*Problem to solve:* Set down exactly the lines of the listing below that begin at the one containing "Where can you spot the shop" and end at the last line, both included.

------ Source material ------

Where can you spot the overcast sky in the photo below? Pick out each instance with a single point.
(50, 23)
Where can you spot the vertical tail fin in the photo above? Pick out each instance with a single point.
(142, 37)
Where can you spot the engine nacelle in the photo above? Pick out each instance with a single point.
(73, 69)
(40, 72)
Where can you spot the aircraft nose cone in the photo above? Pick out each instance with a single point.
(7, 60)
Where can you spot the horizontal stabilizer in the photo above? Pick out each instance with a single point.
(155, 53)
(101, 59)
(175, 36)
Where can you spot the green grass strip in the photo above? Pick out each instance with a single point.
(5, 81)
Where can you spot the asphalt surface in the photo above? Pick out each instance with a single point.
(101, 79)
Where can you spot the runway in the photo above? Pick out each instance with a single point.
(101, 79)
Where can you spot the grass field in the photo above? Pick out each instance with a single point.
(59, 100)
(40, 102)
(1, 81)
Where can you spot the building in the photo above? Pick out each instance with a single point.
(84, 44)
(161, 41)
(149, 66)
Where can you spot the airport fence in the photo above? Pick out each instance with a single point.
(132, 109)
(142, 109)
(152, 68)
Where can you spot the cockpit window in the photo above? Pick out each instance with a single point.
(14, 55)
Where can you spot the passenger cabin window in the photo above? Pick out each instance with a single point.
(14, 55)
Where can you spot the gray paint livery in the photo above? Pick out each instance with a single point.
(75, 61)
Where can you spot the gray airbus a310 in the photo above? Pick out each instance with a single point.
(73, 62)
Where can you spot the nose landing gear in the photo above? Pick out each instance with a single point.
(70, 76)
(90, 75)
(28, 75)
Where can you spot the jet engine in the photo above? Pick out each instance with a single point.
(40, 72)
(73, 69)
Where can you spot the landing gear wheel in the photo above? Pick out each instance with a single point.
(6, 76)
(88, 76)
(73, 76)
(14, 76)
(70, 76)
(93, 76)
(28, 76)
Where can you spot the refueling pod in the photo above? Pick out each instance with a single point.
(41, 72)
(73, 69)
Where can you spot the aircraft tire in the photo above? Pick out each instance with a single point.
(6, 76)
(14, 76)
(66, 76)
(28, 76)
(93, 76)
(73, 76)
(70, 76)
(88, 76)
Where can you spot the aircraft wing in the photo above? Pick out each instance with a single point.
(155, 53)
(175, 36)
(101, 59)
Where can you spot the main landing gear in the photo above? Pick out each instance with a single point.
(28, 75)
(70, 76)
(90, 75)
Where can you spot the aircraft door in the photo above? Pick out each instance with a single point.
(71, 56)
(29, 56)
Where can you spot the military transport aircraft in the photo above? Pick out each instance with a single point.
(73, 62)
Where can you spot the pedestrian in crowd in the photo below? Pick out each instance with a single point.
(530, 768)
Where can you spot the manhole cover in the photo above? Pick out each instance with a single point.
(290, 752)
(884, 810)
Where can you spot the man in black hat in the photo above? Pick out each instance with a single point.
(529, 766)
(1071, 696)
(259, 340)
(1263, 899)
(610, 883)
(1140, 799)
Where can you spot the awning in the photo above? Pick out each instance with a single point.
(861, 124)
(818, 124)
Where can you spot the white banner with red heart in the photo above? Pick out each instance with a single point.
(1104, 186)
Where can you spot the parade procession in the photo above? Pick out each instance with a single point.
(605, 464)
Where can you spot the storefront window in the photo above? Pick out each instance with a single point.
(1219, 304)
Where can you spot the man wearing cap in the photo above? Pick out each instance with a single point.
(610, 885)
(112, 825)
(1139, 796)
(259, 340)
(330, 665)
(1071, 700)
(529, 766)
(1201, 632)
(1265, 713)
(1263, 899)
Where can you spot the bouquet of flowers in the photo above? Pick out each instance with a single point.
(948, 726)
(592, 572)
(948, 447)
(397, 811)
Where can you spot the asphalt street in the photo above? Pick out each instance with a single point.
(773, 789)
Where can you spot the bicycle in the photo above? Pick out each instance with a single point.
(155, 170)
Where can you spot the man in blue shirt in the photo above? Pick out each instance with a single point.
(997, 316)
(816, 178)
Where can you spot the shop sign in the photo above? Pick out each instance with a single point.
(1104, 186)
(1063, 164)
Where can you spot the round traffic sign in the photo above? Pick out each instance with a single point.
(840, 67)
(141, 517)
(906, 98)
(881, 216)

------

*Exercise response:*
Where can you spot the shop sign in the photo above? Pick out each instance with a single point.
(1104, 186)
(1063, 164)
Where can you spot the round traffic sign in the photo above? Pick out each instance with a single point.
(840, 67)
(141, 517)
(906, 98)
(881, 216)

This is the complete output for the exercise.